start Record set

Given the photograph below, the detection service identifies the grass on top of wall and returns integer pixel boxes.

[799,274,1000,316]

end Record set
start Record set

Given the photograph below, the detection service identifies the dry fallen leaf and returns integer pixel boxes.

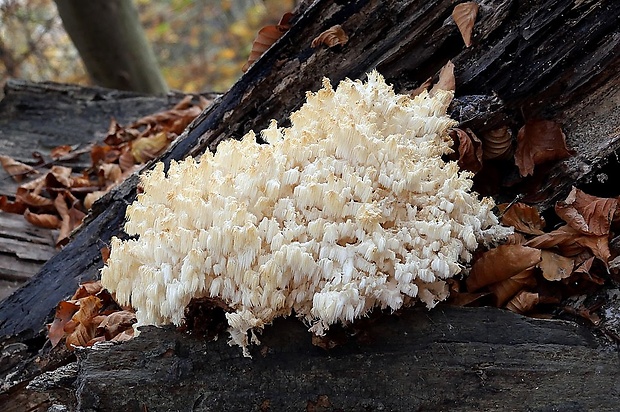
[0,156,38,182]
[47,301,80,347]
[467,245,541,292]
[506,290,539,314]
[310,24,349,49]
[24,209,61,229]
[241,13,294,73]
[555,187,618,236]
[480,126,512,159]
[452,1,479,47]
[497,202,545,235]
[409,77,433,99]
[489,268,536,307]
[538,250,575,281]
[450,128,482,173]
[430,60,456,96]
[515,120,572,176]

end Record set
start Record set

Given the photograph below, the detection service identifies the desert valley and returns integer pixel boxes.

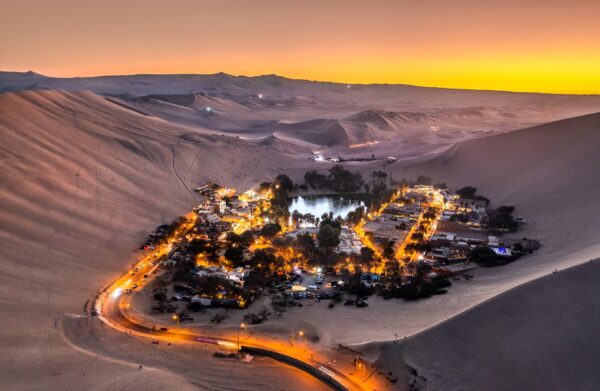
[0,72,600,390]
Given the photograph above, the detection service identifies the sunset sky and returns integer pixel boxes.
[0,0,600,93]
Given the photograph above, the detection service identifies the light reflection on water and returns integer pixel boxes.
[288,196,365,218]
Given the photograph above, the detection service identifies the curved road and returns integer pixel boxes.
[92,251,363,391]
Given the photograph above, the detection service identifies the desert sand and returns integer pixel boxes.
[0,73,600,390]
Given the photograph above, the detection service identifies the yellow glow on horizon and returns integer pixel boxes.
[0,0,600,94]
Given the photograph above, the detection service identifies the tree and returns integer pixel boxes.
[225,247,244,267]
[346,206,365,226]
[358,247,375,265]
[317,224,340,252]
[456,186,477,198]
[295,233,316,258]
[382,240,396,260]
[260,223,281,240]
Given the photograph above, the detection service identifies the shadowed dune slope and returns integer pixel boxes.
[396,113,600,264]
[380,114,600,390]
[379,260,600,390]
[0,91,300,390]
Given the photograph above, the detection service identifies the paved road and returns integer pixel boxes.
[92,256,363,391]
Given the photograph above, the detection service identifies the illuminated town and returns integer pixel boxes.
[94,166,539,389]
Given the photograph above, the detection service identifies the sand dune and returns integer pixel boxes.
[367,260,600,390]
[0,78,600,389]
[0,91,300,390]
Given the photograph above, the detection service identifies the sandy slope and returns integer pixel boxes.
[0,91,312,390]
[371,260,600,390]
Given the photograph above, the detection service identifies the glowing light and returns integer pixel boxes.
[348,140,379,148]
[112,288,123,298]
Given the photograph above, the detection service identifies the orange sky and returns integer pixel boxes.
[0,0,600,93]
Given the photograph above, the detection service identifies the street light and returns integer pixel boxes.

end Record set

— Exercise goal —
Replace "grass" with "moss" in the records from the line with "wall and returns integer pixel boxes." up to and including the line with "[799,274,1000,316]". Give back only those lines, otherwise unchanged.

— Correct result —
Given the photograph below, the detection service identifies the moss on top of wall and returns integer pixel boxes.

[799,274,1000,316]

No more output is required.